_Metin_
Tarihteki ilk terör hareketleri olarak M.Ö 66-73 yılları arasında yaşayan Sicariler (Zeolotlar)’ın yaptıkları eylemler terör eylemleri olarak değerlendirilir. Radikal bir Yahudi grup olan Sicariler yaşadıkları bölgedeki devlet temsilcilerine yönelik suikast tarzı eylemler düzenliyorlarmış. Bu eylemleri yine “sicari” olarak adlandırılan ve kendi isimlerini de aldıkları kısa boylu bir kılıçla kalabalığın arasında dolaşırken gizlice gerçekleştirip daha sonra ortadan kaybolarak gerçekleştiriyorlarmış. Bu nedenle, Sicarilerin yaptıkları eylemler o dönem için toplum içerisinde infial uyandırdığı için ilk terörist grup olarak değerlendirilir.

M.S 1050 yıllarında ortaya çıkan ve Hasan Sabbah liderliğindeki Haşhaşiler de bu sınıflandırma öncesindeki önemli terör gruplarından birisi. Bulunduğu dönem içerisinde başta Selçuklu Devleti olmak üzere bölgedeki birçok siyasi otorite için problem haline gelen Haşhaşiler İslam dininin batıl bir yorumuna inandıkları kabul edilir. Yaptıkları eylemler arasında en önemlisi Selçuklu veziri Nizamül’mülk düzenlenen suikasttır. Haşhaşi ismini ise kendilerini uyuşturan ve afyon maddesi içeren bir uyuşturucu karşımı kullanmaları nedeniyle almışlar.

Günümüz manasıyla terörizm ise David RAPOPORT tarafından dört dalgaya ayrılır:

  1. Anarşist Dalga
  2. Anti-Kolonyal Dalga
  3. Yeni Sol Dalga
  4. Dini Dalga

Rapoport’a göre terörizmin günümüz anlamıyla ilk olarak 1880’lerdan itibaren Anarşist Dalga ile ortaya çıkmasının iki önemli sebebi vardır: teknoloji ve doktrin.

Kaydedilmiş veri satırları

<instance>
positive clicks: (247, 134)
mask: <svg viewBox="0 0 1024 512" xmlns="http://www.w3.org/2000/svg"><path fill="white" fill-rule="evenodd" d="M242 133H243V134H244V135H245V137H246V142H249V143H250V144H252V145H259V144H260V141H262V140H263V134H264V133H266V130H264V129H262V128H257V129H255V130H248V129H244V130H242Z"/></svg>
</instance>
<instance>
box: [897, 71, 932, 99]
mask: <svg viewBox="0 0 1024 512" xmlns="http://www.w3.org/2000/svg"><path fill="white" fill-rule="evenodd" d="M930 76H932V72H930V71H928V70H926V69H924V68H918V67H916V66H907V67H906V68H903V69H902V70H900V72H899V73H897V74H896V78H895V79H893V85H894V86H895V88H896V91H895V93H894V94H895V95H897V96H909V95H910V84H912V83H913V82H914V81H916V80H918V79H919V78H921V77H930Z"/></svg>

_Cevaplanacak sorular_
a – Terörizm tarihiyle ilgili metinde "Günümüz manasıyla terörizm" ile başlayıp "teknoloji ve doktrin." ifadesine kadar devam eden bölümü birebir yeniden yazın.
b – Kaydedilmiş veri satırlarının tamamını boş satırları atlayarak bir Markdown tablosuna dönüştürün. "No" sütununa her satırın sıra numarasını, "İçerik" sütununa da satırın kendisini yazın.
Metin ile satırlar arasında hiçbir bağlantı bulunmuyor.

_Çözümler_
a –
Günümüz manasıyla terörizm ise David RAPOPORT tarafından dört dalgaya ayrılır:

  1. Anarşist Dalga
  2. Anti-Kolonyal Dalga
  3. Yeni Sol Dalga
  4. Dini Dalga

Rapoport’a göre terörizmin günümüz anlamıyla ilk olarak 1880’lerdan itibaren Anarşist Dalga ile ortaya çıkmasının iki önemli sebebi vardır: teknoloji ve doktrin.

b –
| No | İçerik |
|---|---|
| 1 | <instance> |
| 2 | positive clicks: (247, 134) |
| 3 | mask: <svg viewBox="0 0 1024 512" xmlns="http://www.w3.org/2000/svg"><path fill="white" fill-rule="evenodd" d="M242 133H243V134H244V135H245V137H246V142H249V143H250V144H252V145H259V144H260V141H262V140H263V134H264V133H266V130H264V129H262V128H257V129H255V130H248V129H244V130H242Z"/></svg> |
| 4 | </instance> |
| 5 | <instance> |
| 6 | box: [897, 71, 932, 99] |
| 7 | mask: <svg viewBox="0 0 1024 512" xmlns="http://www.w3.org/2000/svg"><path fill="white" fill-rule="evenodd" d="M930 76H932V72H930V71H928V70H926V69H924V68H918V67H916V66H907V67H906V68H903V69H902V70H900V72H899V73H897V74H896V78H895V79H893V85H894V86H895V88H896V91H895V93H894V94H895V95H897V96H909V95H910V84H912V83H913V82H914V81H916V80H918V79H919V78H921V77H930Z"/></svg> |